▶ **STATED PROBLEM**
Write out precisely the lines beginning with the line that contains "the black trousers" and ending with the last line of the entries, and no other lines.

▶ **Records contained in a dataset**
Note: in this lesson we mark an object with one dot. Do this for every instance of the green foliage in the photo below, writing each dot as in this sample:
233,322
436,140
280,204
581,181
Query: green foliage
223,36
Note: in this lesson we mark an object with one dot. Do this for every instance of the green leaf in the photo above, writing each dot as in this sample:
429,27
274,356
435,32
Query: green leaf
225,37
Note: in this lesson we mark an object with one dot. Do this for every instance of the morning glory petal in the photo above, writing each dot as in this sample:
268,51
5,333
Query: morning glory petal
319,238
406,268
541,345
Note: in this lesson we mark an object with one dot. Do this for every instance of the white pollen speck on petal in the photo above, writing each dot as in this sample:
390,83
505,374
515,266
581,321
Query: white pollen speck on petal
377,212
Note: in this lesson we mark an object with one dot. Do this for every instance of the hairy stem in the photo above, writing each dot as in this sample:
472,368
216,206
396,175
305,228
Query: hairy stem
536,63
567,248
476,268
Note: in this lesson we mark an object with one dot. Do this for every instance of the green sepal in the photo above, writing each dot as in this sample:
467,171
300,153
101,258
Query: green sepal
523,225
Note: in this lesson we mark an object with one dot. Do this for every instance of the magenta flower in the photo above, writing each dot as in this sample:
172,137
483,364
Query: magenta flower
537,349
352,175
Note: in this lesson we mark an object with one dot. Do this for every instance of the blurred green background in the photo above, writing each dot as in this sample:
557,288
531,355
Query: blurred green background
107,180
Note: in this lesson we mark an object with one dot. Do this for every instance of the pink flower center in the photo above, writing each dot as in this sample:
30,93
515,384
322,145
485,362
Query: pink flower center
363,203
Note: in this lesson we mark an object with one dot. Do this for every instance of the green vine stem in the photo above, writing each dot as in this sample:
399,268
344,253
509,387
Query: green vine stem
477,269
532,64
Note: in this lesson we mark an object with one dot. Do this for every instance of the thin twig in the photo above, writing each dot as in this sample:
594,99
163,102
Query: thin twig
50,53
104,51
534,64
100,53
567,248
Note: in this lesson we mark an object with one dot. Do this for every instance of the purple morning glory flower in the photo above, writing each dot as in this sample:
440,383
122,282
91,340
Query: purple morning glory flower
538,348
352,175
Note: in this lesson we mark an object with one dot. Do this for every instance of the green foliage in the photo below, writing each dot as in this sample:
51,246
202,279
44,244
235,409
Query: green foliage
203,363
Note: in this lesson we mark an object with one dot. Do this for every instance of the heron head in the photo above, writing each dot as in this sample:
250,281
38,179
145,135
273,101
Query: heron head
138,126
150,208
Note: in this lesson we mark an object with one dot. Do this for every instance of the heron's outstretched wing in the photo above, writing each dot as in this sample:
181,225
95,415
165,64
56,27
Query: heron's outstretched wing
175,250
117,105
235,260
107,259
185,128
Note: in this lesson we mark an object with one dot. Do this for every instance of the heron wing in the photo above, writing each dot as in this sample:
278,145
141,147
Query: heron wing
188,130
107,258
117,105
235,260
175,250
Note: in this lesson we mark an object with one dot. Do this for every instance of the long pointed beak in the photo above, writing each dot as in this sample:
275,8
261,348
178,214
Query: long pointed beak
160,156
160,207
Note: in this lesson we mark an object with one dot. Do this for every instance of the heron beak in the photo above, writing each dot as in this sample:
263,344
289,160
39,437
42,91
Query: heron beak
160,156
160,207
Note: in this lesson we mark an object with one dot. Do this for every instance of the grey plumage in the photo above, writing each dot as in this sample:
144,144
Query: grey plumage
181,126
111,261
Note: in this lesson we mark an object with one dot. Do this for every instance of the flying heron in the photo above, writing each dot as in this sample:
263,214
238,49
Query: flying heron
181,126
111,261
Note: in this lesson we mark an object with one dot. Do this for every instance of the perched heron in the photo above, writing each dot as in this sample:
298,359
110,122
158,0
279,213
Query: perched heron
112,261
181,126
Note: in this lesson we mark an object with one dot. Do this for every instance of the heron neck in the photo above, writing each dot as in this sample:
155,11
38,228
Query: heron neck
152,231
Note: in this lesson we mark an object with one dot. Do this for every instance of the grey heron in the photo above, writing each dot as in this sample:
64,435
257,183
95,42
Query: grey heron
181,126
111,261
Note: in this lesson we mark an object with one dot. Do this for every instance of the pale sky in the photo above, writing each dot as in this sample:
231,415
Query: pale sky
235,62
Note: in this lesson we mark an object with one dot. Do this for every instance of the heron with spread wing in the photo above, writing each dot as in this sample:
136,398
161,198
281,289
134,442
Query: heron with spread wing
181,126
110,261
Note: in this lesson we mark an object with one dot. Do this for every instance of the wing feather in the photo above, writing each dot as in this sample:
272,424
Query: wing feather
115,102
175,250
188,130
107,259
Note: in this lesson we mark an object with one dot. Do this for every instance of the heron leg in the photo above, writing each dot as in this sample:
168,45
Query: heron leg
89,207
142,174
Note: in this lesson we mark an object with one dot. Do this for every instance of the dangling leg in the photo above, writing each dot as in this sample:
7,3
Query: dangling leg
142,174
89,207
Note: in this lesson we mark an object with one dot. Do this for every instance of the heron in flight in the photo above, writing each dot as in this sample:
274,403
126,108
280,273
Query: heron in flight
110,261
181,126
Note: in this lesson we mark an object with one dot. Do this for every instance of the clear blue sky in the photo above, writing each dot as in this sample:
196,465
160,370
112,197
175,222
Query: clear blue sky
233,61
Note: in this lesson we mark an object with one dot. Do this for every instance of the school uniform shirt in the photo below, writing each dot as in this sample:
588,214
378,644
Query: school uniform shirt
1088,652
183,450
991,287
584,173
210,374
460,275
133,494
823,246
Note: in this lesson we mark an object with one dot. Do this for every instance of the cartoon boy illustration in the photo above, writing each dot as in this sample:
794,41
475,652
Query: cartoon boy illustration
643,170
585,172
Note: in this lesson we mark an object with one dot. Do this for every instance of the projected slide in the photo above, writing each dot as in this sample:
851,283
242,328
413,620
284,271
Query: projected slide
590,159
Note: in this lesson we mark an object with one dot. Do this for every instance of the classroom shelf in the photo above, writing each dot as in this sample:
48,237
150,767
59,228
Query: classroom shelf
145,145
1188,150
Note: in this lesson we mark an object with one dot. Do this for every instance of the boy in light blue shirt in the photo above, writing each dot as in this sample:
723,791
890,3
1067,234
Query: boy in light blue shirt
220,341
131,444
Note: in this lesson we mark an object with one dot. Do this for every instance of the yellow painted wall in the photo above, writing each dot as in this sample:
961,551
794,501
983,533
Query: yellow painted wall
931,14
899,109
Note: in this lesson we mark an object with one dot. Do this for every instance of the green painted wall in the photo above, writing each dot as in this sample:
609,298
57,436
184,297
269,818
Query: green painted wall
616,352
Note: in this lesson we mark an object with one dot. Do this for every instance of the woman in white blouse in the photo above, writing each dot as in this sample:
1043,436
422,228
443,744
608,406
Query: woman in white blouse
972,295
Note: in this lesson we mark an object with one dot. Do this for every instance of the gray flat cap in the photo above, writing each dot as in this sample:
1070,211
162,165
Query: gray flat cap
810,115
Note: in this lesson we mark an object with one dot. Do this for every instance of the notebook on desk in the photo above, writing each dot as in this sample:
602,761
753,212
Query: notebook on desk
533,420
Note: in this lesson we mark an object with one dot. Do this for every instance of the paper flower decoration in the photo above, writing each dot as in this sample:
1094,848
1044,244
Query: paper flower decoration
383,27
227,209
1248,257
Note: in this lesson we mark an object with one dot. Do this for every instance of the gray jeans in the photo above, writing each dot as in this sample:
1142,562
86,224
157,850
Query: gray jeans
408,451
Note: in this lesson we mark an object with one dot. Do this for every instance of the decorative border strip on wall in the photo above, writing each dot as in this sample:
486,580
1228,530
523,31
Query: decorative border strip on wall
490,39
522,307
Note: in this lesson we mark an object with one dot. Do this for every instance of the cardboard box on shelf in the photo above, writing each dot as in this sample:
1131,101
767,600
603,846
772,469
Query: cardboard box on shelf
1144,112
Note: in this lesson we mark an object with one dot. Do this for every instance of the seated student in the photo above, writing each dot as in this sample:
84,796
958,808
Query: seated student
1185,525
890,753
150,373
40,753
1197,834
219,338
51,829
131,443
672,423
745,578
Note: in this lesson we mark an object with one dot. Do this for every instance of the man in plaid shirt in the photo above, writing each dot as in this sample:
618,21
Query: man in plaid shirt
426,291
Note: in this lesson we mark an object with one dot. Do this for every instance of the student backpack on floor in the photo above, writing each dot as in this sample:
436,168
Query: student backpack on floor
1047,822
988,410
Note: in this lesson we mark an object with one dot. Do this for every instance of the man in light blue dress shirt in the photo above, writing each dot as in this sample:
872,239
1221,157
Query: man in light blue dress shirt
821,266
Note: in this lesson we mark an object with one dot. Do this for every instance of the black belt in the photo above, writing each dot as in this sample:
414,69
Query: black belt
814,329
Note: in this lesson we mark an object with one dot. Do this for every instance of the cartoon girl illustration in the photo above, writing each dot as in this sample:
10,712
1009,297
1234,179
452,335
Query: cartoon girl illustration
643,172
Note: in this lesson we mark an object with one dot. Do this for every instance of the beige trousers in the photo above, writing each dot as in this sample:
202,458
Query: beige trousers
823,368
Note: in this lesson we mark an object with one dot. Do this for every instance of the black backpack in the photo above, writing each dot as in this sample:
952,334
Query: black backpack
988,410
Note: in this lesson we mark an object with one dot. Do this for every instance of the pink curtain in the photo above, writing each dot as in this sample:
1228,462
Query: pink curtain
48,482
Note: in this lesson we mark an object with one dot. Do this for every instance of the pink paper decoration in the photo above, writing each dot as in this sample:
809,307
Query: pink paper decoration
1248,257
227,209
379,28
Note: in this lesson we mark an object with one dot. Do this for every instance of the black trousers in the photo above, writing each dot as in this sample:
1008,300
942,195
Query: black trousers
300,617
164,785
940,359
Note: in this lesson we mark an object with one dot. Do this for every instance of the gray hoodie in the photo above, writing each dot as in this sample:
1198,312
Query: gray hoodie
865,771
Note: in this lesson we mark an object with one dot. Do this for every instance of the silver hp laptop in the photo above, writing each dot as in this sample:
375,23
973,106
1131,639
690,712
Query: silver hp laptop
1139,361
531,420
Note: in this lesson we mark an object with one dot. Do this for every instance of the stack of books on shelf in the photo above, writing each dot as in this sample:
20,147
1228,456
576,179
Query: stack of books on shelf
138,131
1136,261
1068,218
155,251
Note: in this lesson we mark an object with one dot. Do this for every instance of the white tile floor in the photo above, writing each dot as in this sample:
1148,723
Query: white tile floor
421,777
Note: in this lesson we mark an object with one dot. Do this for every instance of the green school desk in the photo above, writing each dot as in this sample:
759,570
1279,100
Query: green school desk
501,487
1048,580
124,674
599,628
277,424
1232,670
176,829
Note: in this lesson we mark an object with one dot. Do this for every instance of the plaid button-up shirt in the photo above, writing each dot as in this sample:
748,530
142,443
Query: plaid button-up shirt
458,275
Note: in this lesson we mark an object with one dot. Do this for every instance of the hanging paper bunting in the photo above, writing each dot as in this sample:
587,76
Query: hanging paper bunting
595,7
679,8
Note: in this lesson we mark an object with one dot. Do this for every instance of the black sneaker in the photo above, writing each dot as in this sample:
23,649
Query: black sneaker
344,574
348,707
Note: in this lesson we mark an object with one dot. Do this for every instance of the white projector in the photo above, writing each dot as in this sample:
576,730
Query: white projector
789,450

▶ **RESULT OF THE TASK**
Note: in this lesson we mark an object with one dot. Do this for every instance of the black trousers in the photo above, writing each dot as in this sample:
1008,300
942,195
Query: black trousers
300,617
164,785
940,359
Note: in this lesson we mark an object with one dot. Do this for every instance of the gray hoodie in the photo above, writing each dot as in this sample:
1198,312
Query: gray hoodie
865,771
Note: in this lesson we mark an object with one dot. Do this for every instance of the silver hp laptop in the photo above, writing each dot as in this sample:
375,23
973,106
1131,639
690,712
Query: silver hp laptop
1139,361
531,420
Note: in this lesson we mark an object with one dot. Do this for every instance of the stack of books on shelf in the photo above, writing each dot as in this sample:
20,147
1228,456
576,179
Query: stack of books on shelf
138,131
1136,261
1068,218
155,251
Note: in this lesson we mark an object with one dot. Do this for every instance of the white tile floor in the photo above, writing each dot as in this sample:
1148,723
Query: white tile floor
421,777
Note: in this lesson we mark an object with one dot. Do this for every instance of the green school desk in the photo above, writing each dot as in this sample:
759,570
1279,100
Query: green school desk
501,487
1048,580
124,674
599,628
277,424
1232,670
176,829
Note: in this lesson we mark an object with one dot. Do this for every instance of the plaid button-up shirt in the photo above, writing each dot as in this sample:
748,530
142,443
Query: plaid button-up shirt
458,275
Note: in this lesson we mark an object with one dot. Do this for every instance of the hanging paper bunting in the photo above, writing each dot as in this sample:
587,76
Query: hanging paper bunting
595,7
679,8
Note: in this lesson we mark an object with one dot. Do this for every instance of the black sneaker in the photo above, writing each dot as in this sample:
23,649
Query: black sneaker
344,574
348,707
Note: in this lesson we mark an object with one dot. Do this for every instance of the white projector in the photo above, writing each dot as in this sample:
576,730
Query: white projector
789,450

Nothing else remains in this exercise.